(Supplied material Opens)

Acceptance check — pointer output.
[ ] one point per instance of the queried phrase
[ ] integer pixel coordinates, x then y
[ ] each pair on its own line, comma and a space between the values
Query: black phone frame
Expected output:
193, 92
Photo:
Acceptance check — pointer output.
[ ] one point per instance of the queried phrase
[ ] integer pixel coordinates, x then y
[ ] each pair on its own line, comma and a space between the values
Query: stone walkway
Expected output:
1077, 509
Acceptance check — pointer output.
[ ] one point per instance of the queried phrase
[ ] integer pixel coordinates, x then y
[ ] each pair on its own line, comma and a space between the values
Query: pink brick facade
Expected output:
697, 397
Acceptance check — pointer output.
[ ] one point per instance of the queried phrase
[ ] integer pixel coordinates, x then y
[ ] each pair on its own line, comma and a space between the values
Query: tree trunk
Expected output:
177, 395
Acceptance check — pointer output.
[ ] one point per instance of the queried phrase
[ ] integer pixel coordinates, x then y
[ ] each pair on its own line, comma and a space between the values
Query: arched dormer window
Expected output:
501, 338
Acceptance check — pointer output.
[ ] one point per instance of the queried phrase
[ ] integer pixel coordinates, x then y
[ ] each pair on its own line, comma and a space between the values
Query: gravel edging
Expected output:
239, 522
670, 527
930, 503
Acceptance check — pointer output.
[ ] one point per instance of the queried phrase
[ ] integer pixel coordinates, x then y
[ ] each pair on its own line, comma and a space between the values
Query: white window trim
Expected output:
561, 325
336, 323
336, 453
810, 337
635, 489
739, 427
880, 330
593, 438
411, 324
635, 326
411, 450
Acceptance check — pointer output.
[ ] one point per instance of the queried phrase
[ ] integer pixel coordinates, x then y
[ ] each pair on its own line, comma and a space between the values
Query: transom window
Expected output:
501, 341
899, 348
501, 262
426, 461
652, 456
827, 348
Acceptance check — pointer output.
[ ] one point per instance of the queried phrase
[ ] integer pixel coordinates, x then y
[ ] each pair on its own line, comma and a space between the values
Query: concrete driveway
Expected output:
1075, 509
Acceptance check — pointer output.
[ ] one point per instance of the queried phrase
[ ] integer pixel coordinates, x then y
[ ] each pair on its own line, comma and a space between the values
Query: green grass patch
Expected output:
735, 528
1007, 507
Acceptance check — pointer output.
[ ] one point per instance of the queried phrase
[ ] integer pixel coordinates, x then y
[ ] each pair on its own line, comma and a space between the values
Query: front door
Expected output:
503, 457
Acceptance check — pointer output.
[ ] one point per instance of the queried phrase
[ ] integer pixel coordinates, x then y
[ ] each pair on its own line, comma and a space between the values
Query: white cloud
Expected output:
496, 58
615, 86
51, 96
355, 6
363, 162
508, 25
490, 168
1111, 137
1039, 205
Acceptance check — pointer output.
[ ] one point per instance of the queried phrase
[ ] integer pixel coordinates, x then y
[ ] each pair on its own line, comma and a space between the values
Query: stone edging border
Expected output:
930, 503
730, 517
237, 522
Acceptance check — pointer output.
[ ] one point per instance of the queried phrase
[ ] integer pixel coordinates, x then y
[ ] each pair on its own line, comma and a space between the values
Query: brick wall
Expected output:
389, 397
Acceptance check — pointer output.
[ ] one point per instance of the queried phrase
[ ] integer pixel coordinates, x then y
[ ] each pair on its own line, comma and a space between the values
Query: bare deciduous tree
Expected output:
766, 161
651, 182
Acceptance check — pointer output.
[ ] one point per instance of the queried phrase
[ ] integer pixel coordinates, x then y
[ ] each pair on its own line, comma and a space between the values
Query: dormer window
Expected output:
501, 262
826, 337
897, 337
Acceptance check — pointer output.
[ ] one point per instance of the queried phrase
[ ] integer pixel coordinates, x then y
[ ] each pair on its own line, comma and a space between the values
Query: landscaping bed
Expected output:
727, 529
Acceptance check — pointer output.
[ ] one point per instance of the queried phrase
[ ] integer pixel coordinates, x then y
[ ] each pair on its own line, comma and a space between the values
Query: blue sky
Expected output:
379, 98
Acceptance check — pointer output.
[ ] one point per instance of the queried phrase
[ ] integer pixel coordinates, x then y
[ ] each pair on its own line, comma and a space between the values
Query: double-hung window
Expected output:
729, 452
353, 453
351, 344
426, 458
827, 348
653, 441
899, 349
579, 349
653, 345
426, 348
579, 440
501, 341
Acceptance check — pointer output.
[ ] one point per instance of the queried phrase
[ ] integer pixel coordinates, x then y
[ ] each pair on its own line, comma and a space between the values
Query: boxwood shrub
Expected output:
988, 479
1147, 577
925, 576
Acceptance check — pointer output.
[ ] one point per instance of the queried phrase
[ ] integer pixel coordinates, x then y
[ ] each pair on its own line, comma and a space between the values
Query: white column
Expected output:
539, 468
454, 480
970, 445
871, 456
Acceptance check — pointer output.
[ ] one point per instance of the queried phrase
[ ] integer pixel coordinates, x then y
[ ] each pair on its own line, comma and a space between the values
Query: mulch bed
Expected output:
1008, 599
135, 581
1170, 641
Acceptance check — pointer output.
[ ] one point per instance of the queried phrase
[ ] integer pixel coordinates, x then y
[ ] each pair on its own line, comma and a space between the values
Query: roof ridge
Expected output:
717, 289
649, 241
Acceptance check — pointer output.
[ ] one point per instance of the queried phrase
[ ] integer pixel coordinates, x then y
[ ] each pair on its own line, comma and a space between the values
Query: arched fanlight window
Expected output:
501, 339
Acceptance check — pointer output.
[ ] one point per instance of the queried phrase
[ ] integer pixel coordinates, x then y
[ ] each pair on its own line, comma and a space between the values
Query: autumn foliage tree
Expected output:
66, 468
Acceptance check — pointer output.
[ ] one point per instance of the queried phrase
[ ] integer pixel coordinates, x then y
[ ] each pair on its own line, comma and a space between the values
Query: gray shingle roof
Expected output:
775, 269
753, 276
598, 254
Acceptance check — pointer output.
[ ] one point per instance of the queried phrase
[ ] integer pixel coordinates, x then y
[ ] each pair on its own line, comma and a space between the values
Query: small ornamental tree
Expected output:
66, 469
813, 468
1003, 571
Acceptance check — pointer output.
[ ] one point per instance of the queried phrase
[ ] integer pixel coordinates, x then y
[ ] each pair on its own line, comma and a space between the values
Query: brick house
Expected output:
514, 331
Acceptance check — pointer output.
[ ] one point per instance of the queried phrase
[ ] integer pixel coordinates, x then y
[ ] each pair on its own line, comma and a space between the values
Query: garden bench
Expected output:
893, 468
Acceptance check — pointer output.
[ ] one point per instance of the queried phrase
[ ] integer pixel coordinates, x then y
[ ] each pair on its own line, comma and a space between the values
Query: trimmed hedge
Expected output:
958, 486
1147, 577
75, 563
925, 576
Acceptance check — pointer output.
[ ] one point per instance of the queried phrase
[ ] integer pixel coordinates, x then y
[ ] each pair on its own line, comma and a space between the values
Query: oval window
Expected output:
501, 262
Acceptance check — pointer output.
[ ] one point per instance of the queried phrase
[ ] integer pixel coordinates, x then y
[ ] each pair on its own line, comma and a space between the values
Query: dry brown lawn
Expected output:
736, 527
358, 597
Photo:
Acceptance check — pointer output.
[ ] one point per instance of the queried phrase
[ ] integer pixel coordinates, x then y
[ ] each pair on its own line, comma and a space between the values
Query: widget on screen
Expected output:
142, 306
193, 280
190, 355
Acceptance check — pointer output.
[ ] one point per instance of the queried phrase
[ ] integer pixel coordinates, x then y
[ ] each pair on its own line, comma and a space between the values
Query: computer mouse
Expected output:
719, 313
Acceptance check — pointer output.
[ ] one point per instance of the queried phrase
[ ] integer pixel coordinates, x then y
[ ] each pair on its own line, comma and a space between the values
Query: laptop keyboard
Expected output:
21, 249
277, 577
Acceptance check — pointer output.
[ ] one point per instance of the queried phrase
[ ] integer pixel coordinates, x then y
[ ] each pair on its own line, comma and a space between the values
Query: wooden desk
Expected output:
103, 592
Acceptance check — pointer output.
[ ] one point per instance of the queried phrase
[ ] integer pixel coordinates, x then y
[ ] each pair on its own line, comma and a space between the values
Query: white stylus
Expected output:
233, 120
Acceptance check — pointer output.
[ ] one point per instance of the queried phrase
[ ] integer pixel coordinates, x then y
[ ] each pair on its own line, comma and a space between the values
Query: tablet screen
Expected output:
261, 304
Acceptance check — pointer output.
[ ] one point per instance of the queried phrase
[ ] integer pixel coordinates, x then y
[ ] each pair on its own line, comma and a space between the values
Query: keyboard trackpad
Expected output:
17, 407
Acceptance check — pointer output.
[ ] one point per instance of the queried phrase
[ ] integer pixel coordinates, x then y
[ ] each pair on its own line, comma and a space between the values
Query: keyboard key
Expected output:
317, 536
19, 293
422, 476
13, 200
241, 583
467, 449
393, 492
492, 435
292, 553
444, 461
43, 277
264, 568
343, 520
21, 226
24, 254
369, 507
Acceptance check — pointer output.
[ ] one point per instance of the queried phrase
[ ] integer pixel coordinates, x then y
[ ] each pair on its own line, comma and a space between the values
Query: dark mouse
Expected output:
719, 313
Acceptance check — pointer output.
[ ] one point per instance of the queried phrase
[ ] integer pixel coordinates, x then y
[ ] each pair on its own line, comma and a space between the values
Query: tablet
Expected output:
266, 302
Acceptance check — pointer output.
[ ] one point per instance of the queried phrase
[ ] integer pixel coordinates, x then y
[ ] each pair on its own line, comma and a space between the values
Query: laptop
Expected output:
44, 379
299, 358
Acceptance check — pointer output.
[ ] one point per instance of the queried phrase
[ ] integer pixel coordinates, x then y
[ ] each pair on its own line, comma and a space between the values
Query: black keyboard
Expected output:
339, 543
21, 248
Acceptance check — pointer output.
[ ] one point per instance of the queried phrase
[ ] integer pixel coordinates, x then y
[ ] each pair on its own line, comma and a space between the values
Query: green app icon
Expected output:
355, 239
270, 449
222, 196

(Supplied material Closes)

Your goal:
Report each line of the entries where the word "black" occurs.

Answer section:
Query: black phone frame
Query: black keyboard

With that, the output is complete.